## Start
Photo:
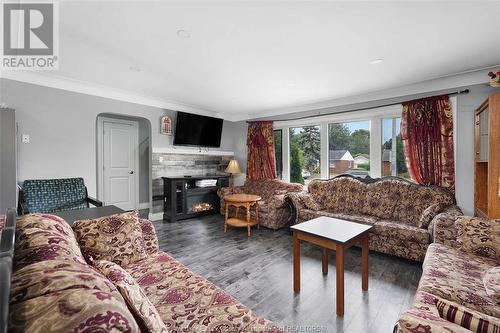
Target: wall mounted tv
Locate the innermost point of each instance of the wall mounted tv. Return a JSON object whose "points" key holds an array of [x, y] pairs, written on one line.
{"points": [[195, 130]]}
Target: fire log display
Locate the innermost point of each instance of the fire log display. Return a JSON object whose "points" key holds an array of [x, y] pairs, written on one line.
{"points": [[201, 207]]}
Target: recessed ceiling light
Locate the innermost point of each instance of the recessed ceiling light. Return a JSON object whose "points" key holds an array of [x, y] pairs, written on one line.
{"points": [[183, 34]]}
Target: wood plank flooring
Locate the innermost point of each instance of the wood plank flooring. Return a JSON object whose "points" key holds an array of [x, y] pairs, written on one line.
{"points": [[258, 272]]}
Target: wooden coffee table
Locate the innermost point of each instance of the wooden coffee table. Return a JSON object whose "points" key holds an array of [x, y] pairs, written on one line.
{"points": [[337, 235], [246, 201]]}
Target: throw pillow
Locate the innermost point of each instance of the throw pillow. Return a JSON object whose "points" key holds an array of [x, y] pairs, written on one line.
{"points": [[310, 203], [469, 319], [479, 236], [134, 296], [429, 213], [149, 236], [491, 281], [116, 238]]}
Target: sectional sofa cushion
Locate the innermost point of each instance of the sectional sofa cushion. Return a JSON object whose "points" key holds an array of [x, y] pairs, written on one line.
{"points": [[429, 214], [471, 320], [457, 277], [149, 236], [491, 280], [406, 232], [54, 290], [134, 296], [41, 237], [415, 199], [53, 276], [72, 310], [310, 203], [117, 238], [479, 236], [379, 201]]}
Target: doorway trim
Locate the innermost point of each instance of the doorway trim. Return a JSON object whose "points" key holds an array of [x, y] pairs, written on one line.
{"points": [[100, 155]]}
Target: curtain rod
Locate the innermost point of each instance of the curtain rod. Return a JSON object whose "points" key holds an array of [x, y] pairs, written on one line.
{"points": [[459, 92]]}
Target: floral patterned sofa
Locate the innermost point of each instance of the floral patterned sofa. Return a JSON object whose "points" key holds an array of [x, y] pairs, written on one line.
{"points": [[460, 286], [403, 213], [274, 212], [59, 286]]}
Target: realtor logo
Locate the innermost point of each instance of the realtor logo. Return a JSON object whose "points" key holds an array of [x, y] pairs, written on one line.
{"points": [[30, 35]]}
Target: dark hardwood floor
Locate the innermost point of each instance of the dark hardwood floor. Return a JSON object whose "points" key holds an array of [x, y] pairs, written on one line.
{"points": [[258, 272]]}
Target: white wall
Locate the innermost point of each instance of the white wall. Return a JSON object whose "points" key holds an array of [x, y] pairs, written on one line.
{"points": [[62, 127]]}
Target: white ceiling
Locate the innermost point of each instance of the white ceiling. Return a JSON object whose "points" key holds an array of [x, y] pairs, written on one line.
{"points": [[251, 58]]}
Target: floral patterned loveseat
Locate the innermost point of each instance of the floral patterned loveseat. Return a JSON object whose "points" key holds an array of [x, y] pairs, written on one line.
{"points": [[459, 291], [56, 289], [274, 212], [403, 213]]}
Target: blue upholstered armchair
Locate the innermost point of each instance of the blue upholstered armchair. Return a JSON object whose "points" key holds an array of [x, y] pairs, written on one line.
{"points": [[54, 195]]}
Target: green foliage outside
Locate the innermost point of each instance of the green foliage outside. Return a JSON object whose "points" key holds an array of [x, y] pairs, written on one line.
{"points": [[278, 152], [364, 166], [309, 143], [340, 138], [400, 154], [296, 163]]}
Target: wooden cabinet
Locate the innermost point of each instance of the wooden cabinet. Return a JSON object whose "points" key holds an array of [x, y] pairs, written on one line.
{"points": [[487, 159]]}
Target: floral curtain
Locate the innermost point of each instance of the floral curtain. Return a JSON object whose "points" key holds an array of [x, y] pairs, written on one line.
{"points": [[427, 134], [261, 161]]}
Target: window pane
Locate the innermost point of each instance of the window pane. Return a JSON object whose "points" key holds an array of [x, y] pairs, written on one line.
{"points": [[349, 148], [393, 158], [278, 153], [305, 152]]}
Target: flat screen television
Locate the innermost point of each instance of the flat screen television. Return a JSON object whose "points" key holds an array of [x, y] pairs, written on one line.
{"points": [[195, 130]]}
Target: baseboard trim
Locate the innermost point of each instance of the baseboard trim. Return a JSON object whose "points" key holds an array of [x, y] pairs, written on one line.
{"points": [[155, 216]]}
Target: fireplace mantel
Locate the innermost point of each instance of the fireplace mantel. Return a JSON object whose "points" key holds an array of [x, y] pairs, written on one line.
{"points": [[191, 151]]}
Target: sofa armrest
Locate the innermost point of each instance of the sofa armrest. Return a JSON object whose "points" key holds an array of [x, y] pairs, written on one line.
{"points": [[93, 201], [423, 316], [294, 200], [277, 201], [442, 227]]}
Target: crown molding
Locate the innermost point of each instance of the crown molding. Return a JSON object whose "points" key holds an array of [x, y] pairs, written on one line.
{"points": [[473, 77], [89, 88]]}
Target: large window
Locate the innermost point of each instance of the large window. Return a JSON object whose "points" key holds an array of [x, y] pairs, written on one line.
{"points": [[305, 154], [393, 157], [349, 148], [278, 152]]}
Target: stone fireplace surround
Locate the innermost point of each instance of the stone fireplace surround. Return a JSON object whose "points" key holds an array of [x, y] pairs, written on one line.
{"points": [[182, 162]]}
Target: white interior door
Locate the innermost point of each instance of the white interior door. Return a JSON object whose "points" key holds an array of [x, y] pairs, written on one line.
{"points": [[120, 164]]}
## End
— What is expected —
Copy every line above word for word and exclude the pictures.

— Answer to this problem —
Photo:
Target: wall mounted tv
Locate the innermost point of each instance of the wall mounted tv. Return a JSON object whose "points" key holds an array of [x, y] pairs, written on one line.
{"points": [[195, 130]]}
Target: fire log display
Locate the innermost point of each instance of the fire log display. Return a JSON object whose "points" key holds an array of [x, y] pairs, written on one line.
{"points": [[201, 207]]}
Target: recessed ceiling light
Locate the innermost point of each instance of the recessed ceiling light. Return a JSON object whose "points" key holds an array of [x, y] pairs, written on one line.
{"points": [[183, 34]]}
Target: wood plank flooring
Locate the innermost point of each instance of the wood plank flooring. Return a JSON object whose "points" key holds an array of [x, y] pairs, written on one line.
{"points": [[258, 272]]}
Target: wooden coffee table
Locate the innermost point of each instance of the wooden coffee table. Return a JSON object whose "points" key holds an array of [x, y] pairs, written on one line.
{"points": [[337, 235], [246, 201]]}
Target: throw pillow
Locate the innermost point of each instance of the throw pillow. Return a JSON object whose "points" key holds an array of [x, y] pairs, written on one line.
{"points": [[310, 203], [469, 319], [479, 236], [134, 296], [429, 213], [149, 236], [491, 281], [116, 238]]}
Target: sectional sofa cushion
Locate the innermost point of each instance of the sectional sofa cushion. Return a JSON object whose "points" key holds an array of [x, y] pairs, written on one line.
{"points": [[429, 214], [471, 320], [457, 277], [149, 236], [491, 280], [406, 232], [54, 290], [134, 296], [41, 237], [415, 199], [53, 276], [72, 310], [310, 203], [117, 238], [479, 236], [379, 201]]}
Target: doorway trim
Locate the innermost point of each instance of the doorway trim. Return a JSON object whose "points" key holds an array of [x, y] pairs, written on one line.
{"points": [[100, 155]]}
Target: curtain rod
Locate the innermost point of each instance of the curtain rod. Return a JSON object whose "points" key holds an array of [x, y] pairs, written on one line.
{"points": [[459, 92]]}
Target: floral patterned sofa
Locate the innermost point of each instance of the floral patterned sofa. Return a JSON object whose "points" key holds an array of [x, y] pairs, written on one line.
{"points": [[460, 286], [403, 213], [274, 212], [59, 286]]}
Target: realtor logo
Locate the innermost point of each instance of the realtor logo. Return a JSON object whose "points" key holds an array of [x, y] pairs, written on one line.
{"points": [[30, 35]]}
Target: dark hardwood floor
Locate the innermost point of each instance of the dark hardwood floor. Return a JSON object whose "points" key holds an array of [x, y] pairs, written on one line.
{"points": [[258, 272]]}
Target: white wall
Locate the innermost point of each instance of the white wall. Return a JSON object whose "points" key holds an array of [x, y] pairs, written on one line.
{"points": [[62, 127]]}
Target: white ceiling
Locate the innermost point of each instance of the white ceiling. Return a JSON object whose "points" key holds an array of [x, y] pairs, written on one line.
{"points": [[251, 58]]}
Target: floral patterned loveseat
Locate the innermost point of each instance of the floral patterned loveseat. Return a JSON object whose "points" key holds an array of [x, y] pairs, written on one line.
{"points": [[459, 291], [56, 289], [274, 212], [403, 213]]}
Target: blue upholstered armchair
Locate the innermost point of each instance of the blue upholstered armchair. Return a JSON object whose "points" key holds an array of [x, y] pairs, written on one line.
{"points": [[54, 195]]}
Target: green foliage outside
Locate the innermost point of each instance of the green foliage outside. Return a JSON object whose "points" key holds an array of [x, y] pairs, written on one line.
{"points": [[278, 152], [364, 166], [309, 143], [340, 138], [400, 154], [296, 163]]}
Target: wooden cabinet
Locate the innermost point of each instance of the wooden cabinet. Return a JSON object whose "points" key holds an array of [x, y] pairs, written on one line.
{"points": [[487, 159]]}
Target: floral curtain
Locate the innermost point of each instance of the floral curtain. Return a JSON object whose "points" key holds an array of [x, y] pairs, written on one line.
{"points": [[427, 134], [261, 161]]}
Target: window pane
Locate the innermost point of each instance of the window pane. Return a JSON object whose "points" key holds an array of [x, y] pairs, written on one line.
{"points": [[349, 148], [393, 158], [278, 153], [305, 152]]}
Target: flat screen television
Locate the innermost point of each instance of the flat screen television. Return a JSON object whose "points" key holds an array of [x, y] pairs, written on one line.
{"points": [[195, 130]]}
Target: baseboard trim
Locate the innermost point of each instance of the baseboard trim. Return a JSON object whose "points" key holds an array of [x, y] pairs, written on one line.
{"points": [[155, 216]]}
Target: fireplace mantel
Locate the innermost point of each instance of the fireplace mantel. Return a JSON object whose "points" key holds an array of [x, y] pairs, written on one line.
{"points": [[191, 151]]}
Target: sofa armrest
Locate the innermost point of each instance of the sofa armrest. Return a JSON object whose "points" key holds an array of [x, y] pairs, written on one line.
{"points": [[93, 201], [423, 316], [294, 200], [277, 201], [442, 227]]}
Target: crown molding
Locate the innermost point of each instance of the crown molding. Return a JSON object whose "points" key holds an array of [x, y] pairs, written on one line.
{"points": [[473, 77], [89, 88]]}
Target: large window
Locate the innermost point of each instance of the large window. Return a JSON object whose "points" key holds an array of [x, y] pairs, written on one line.
{"points": [[305, 154], [393, 157], [349, 148], [278, 152]]}
Target: stone fireplace surround
Locate the innermost point of each instance of the stone fireplace surround. Return a JSON object whose "points" key holds an array of [x, y] pairs, written on one line.
{"points": [[182, 162]]}
Target: white interior door
Locate the innermost point of each instance of the white interior door. Return a JSON object whose "points" key holds an array of [x, y] pairs, written on one line.
{"points": [[120, 164]]}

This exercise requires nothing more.